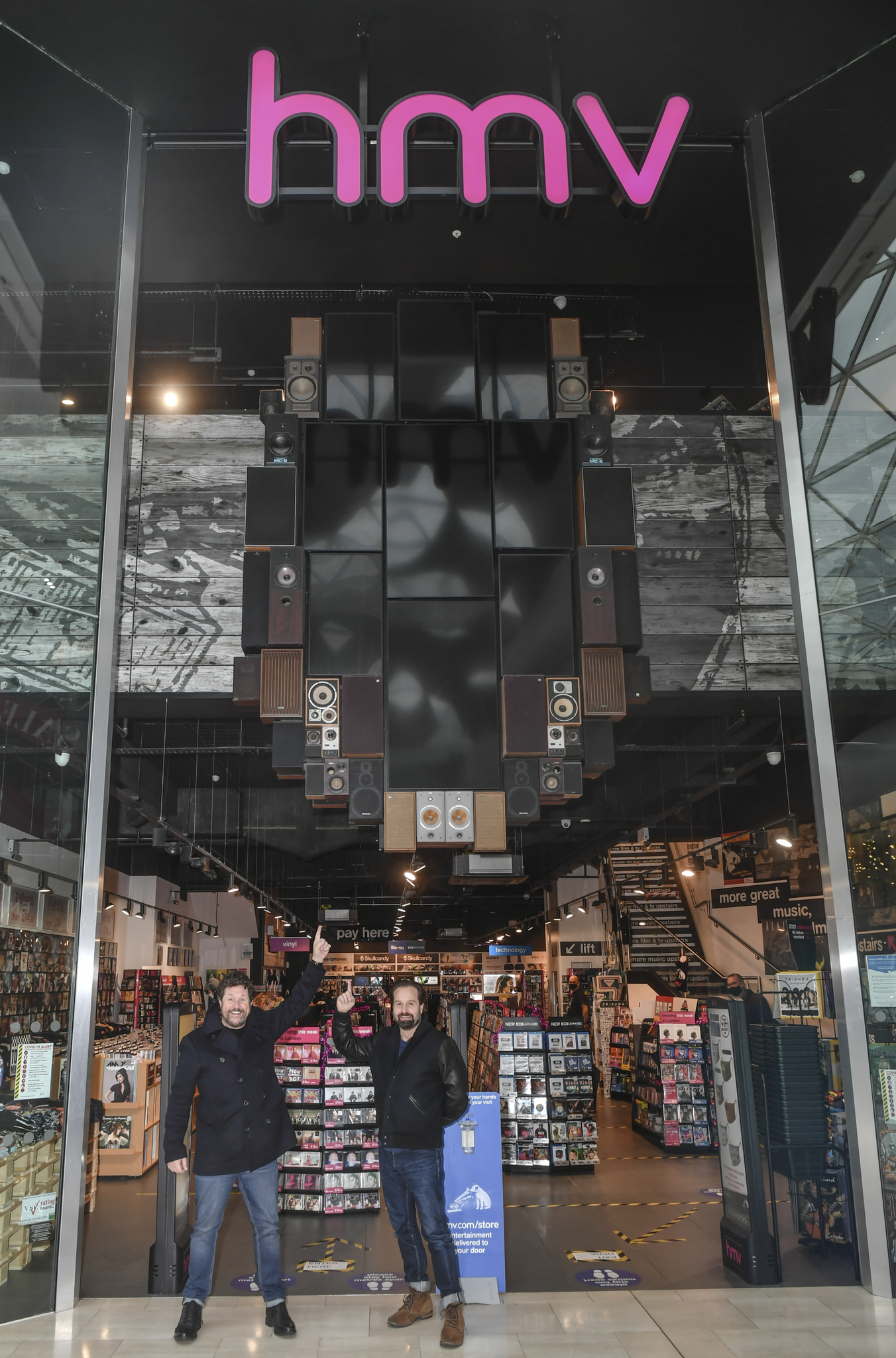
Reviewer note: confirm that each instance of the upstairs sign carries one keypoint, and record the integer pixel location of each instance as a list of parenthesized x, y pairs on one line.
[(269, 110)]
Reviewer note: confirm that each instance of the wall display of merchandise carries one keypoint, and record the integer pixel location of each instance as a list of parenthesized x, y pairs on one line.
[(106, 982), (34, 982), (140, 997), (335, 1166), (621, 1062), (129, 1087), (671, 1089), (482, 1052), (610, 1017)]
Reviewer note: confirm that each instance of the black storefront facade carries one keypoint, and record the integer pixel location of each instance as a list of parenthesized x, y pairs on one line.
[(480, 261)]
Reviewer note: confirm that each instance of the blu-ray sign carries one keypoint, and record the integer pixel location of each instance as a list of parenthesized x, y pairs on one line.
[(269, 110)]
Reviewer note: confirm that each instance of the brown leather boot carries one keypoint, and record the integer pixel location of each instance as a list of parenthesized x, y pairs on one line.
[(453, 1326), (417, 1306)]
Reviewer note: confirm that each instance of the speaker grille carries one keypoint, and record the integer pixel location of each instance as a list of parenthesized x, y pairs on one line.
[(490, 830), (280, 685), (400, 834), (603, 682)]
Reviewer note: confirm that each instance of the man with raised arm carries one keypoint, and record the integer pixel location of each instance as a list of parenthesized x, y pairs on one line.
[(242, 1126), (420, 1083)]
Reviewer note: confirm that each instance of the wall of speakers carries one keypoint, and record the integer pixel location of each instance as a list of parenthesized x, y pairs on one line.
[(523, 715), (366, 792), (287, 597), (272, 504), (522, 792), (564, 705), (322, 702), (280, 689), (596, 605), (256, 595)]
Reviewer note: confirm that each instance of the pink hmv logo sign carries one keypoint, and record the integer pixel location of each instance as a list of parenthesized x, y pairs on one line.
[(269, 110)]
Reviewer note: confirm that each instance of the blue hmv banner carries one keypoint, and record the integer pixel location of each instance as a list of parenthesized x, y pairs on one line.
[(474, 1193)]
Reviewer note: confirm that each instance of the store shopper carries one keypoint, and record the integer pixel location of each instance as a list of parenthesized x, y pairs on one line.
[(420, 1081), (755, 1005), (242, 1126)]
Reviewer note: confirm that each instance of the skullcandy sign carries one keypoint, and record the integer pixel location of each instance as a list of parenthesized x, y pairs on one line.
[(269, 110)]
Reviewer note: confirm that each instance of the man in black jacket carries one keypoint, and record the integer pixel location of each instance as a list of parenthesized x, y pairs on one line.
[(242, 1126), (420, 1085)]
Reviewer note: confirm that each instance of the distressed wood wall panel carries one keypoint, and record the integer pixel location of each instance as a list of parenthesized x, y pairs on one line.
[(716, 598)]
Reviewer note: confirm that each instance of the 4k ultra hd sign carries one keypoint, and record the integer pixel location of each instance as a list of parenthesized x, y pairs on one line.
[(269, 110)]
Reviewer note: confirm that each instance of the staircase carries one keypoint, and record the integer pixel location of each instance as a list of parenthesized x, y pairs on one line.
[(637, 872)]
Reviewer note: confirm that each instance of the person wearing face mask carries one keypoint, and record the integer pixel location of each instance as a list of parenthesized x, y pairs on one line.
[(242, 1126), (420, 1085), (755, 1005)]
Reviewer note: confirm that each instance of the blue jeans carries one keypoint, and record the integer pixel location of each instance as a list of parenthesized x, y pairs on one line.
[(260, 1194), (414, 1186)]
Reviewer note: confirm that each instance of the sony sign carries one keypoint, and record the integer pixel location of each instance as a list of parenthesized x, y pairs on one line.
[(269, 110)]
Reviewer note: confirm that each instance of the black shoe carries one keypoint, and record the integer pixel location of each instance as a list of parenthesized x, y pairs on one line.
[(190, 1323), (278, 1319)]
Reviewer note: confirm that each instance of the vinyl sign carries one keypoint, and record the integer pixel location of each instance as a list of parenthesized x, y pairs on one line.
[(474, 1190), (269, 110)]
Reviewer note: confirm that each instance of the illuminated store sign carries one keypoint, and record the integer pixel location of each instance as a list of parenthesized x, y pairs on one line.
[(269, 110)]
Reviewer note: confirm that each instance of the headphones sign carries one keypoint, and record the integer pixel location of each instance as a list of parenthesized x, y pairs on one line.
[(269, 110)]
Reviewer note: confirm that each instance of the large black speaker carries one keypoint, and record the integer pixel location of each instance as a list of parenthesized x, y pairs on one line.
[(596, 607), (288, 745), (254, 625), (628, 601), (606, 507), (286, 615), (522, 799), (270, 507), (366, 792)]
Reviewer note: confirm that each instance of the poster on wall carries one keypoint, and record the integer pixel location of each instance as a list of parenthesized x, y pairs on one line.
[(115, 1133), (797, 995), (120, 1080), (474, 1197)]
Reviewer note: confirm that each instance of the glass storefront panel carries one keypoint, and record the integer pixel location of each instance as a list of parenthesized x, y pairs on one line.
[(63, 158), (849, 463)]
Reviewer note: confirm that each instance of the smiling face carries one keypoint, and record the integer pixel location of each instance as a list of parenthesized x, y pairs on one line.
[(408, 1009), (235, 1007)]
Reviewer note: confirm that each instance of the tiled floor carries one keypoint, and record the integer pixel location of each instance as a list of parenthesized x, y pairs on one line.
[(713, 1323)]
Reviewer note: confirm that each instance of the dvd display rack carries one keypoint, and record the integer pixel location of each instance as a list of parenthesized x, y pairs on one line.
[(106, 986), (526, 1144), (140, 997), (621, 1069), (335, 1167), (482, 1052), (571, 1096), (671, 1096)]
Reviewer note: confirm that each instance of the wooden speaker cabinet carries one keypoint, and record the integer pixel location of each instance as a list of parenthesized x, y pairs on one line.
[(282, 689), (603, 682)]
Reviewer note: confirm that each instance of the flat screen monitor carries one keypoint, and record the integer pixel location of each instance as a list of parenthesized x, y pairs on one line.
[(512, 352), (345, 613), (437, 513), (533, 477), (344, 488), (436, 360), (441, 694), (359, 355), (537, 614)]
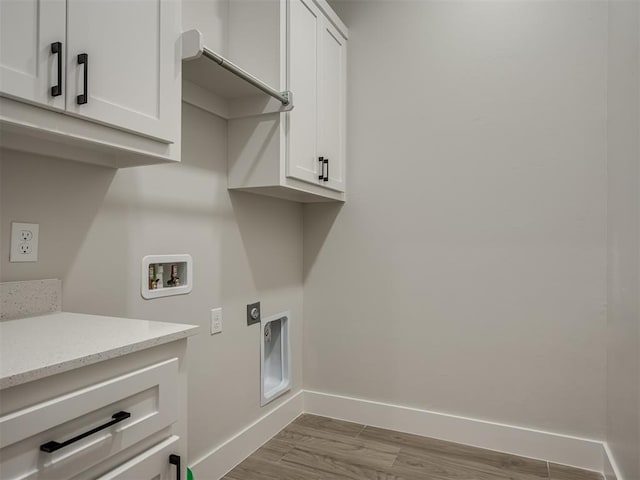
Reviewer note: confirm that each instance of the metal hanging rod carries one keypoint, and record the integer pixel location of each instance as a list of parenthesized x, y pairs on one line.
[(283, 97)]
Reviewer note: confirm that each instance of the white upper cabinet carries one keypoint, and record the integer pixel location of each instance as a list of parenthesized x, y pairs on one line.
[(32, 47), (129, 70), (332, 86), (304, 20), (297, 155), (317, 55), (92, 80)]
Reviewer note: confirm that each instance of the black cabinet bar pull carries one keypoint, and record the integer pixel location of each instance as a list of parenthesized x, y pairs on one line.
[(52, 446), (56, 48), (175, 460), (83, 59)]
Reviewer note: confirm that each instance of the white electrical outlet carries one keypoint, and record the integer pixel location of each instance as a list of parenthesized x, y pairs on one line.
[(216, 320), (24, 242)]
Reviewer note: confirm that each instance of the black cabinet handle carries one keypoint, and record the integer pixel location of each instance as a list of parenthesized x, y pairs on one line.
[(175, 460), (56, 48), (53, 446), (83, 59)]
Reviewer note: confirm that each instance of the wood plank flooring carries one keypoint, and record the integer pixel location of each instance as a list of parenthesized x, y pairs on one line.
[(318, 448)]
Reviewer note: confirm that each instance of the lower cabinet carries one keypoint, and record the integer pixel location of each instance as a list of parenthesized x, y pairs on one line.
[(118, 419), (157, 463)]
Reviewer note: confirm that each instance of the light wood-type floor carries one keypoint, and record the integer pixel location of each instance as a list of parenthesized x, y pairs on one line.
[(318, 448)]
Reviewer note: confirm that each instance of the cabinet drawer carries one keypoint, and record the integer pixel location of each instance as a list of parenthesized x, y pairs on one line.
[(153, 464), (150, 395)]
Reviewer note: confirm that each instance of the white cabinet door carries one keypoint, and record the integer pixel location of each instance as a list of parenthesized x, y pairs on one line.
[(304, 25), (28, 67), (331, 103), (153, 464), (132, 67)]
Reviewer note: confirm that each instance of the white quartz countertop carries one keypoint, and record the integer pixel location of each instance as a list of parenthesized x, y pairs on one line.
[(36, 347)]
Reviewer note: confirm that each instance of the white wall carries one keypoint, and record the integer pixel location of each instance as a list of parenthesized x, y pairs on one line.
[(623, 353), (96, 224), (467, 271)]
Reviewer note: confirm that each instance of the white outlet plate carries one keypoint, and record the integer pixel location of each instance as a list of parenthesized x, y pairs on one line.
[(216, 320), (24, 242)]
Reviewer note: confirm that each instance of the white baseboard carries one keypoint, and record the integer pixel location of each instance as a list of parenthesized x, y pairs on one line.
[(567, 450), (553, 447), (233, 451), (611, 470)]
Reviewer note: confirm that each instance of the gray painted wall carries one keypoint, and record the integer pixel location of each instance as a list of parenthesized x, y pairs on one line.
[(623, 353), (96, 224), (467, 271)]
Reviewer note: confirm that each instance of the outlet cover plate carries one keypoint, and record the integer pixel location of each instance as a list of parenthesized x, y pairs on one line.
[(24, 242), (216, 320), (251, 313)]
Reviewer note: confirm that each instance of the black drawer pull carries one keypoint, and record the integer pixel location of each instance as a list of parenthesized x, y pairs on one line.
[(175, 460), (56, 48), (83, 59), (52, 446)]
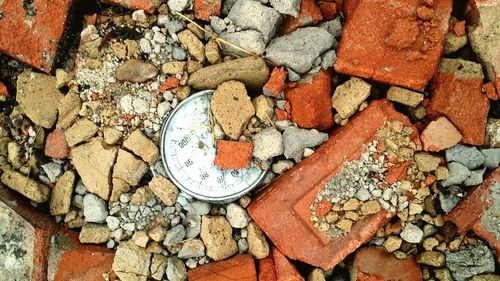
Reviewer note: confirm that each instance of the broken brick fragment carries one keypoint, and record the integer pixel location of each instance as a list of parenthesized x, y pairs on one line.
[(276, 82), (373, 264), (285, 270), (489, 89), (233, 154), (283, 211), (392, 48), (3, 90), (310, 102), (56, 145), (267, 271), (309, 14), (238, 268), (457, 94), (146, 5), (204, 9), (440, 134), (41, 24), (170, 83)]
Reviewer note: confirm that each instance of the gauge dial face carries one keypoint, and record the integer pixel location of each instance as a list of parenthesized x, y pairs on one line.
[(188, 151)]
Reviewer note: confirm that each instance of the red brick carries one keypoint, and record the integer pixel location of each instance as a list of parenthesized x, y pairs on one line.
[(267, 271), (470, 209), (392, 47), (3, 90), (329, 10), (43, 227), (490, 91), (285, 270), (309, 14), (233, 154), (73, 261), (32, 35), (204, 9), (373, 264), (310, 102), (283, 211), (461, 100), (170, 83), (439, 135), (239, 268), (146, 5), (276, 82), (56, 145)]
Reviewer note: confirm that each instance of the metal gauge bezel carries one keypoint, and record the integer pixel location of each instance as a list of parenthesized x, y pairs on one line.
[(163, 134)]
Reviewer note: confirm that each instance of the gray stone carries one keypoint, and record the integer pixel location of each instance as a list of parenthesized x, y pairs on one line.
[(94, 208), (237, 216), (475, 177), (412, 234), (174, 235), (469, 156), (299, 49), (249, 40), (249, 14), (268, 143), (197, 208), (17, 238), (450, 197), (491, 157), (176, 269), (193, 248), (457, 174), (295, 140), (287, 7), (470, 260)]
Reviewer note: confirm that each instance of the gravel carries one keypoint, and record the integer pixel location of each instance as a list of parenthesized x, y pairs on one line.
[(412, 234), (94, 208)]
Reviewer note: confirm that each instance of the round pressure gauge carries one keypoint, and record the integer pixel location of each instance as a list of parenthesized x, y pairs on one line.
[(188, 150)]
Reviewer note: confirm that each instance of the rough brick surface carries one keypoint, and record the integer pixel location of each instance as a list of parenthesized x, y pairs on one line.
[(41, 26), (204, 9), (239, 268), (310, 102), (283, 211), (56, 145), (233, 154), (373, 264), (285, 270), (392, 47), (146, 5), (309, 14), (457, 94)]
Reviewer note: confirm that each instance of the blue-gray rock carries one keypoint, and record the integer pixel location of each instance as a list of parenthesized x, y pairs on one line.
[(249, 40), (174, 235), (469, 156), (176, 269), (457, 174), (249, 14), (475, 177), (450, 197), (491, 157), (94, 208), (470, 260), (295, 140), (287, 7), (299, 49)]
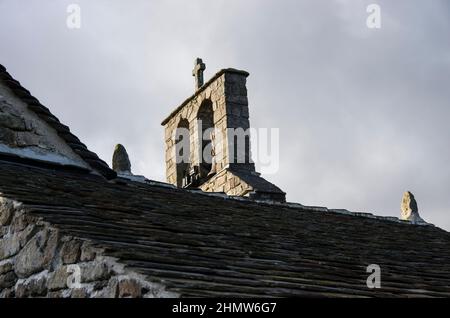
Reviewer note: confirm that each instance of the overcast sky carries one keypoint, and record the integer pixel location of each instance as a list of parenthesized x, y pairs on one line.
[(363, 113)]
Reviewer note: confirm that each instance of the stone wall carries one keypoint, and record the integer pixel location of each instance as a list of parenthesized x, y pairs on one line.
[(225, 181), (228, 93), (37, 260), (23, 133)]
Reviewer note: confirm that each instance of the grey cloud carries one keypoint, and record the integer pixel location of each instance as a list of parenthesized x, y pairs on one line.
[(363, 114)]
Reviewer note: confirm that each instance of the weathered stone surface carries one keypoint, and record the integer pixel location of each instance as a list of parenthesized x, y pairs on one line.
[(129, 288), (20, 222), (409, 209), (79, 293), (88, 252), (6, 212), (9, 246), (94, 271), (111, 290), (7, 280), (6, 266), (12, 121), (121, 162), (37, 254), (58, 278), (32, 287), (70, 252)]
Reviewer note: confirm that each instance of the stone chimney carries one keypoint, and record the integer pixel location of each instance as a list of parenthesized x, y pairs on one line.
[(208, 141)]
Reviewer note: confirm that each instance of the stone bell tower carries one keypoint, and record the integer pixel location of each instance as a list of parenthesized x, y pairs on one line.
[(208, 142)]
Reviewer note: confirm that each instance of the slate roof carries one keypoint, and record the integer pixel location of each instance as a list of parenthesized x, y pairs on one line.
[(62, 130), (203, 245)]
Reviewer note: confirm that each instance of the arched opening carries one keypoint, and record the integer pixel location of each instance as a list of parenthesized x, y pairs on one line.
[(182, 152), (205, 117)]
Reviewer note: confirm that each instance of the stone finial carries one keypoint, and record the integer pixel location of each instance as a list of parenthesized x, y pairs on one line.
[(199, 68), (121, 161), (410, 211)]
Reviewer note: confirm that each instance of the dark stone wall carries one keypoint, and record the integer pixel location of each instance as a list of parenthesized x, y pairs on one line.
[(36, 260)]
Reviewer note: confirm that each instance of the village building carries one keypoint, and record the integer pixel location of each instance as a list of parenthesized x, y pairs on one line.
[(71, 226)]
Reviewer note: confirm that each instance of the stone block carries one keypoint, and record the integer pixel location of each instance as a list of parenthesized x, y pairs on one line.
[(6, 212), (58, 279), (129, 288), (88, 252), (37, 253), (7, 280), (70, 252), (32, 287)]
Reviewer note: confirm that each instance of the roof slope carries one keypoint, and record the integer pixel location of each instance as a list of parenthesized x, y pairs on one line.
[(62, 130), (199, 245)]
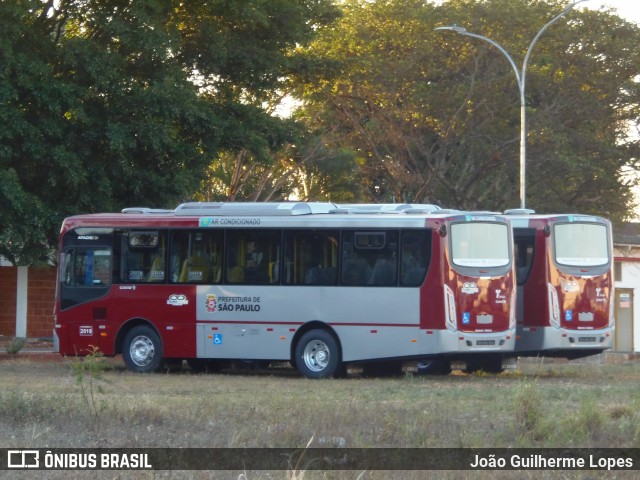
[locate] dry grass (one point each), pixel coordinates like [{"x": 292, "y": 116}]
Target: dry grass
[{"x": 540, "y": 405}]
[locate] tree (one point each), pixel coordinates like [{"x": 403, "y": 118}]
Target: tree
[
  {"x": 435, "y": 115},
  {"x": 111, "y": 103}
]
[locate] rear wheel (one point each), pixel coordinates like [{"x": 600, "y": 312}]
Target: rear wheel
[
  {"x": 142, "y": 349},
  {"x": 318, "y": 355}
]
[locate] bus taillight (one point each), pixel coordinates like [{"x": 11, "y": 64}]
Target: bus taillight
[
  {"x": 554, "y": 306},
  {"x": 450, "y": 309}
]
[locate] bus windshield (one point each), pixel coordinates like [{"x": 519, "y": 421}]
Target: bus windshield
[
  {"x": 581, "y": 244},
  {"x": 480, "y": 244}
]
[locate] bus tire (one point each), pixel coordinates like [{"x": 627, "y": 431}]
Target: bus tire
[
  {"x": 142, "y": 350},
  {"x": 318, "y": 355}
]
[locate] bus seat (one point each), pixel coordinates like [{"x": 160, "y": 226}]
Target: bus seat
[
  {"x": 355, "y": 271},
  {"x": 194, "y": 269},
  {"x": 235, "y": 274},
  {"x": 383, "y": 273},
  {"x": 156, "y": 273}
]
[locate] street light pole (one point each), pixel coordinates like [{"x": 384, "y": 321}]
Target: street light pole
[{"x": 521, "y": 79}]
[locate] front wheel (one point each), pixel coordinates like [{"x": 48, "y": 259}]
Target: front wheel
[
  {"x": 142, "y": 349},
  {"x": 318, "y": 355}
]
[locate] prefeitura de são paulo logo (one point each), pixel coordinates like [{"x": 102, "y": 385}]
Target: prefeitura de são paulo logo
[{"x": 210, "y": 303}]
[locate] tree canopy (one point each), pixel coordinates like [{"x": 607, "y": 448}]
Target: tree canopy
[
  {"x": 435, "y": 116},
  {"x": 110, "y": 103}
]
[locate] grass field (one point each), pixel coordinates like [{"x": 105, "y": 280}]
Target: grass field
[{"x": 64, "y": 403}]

===============

◆ Your instructions
Please recast the records as a numbered list, beginning at the line that contains "Reviewer note: confirm that each instance of the broken" and stopping after the line that contains "[(412, 234), (94, 208)]". Leave out any blank lines.

◆ Exercise output
1. Reviewer note: confirm that each instance of the broken brick fragment carries one keypoint, and record the integer pixel location of each instance as a list of parenthesized x, y pairs on one line.
2. [(276, 82), (373, 264), (285, 270), (489, 89), (233, 154), (283, 211), (392, 48), (3, 90), (310, 102), (56, 145), (267, 271), (309, 14), (238, 268), (457, 94), (146, 5), (204, 9), (440, 134), (41, 24), (170, 83)]
3. Reviewer note: confirm that each instance of the gauge dial face carries one keypoint, and record the integer pixel location of each instance as a list of parenthesized x, y pairs on one line.
4. [(188, 151)]
5. Reviewer note: confirm that each instance of the red brick carries one keypoint, and record the integer pixel location of each instance as a list of parenthesized x, y pairs on one line.
6. [(267, 271), (470, 209), (392, 47), (3, 90), (329, 10), (43, 227), (490, 91), (285, 270), (309, 14), (233, 154), (73, 261), (32, 35), (204, 9), (373, 264), (310, 102), (283, 211), (461, 100), (170, 83), (439, 135), (239, 268), (146, 5), (276, 82), (56, 145)]
7. Reviewer note: confirm that each instance of the metal gauge bezel carries one keypoint, and record the integer pixel location of each instance as a list of parenthesized x, y pairs on one line.
8. [(163, 134)]
9. Reviewer note: confirm that each instance of the gray stone carries one keypoint, and record the integer pixel location of each instance as a list of parenthesized x, y pairs on one line.
10. [(94, 208), (237, 216), (475, 177), (412, 234), (174, 235), (469, 156), (299, 49), (249, 40), (249, 14), (268, 143), (197, 208), (17, 238), (450, 197), (491, 157), (176, 269), (193, 248), (457, 174), (295, 140), (287, 7), (470, 260)]
11. Reviewer note: confirm that each instance of the gravel carries one keypoint, and record the integer pixel location of each instance as a list of parenthesized x, y pairs on one line.
12. [(412, 234), (94, 208)]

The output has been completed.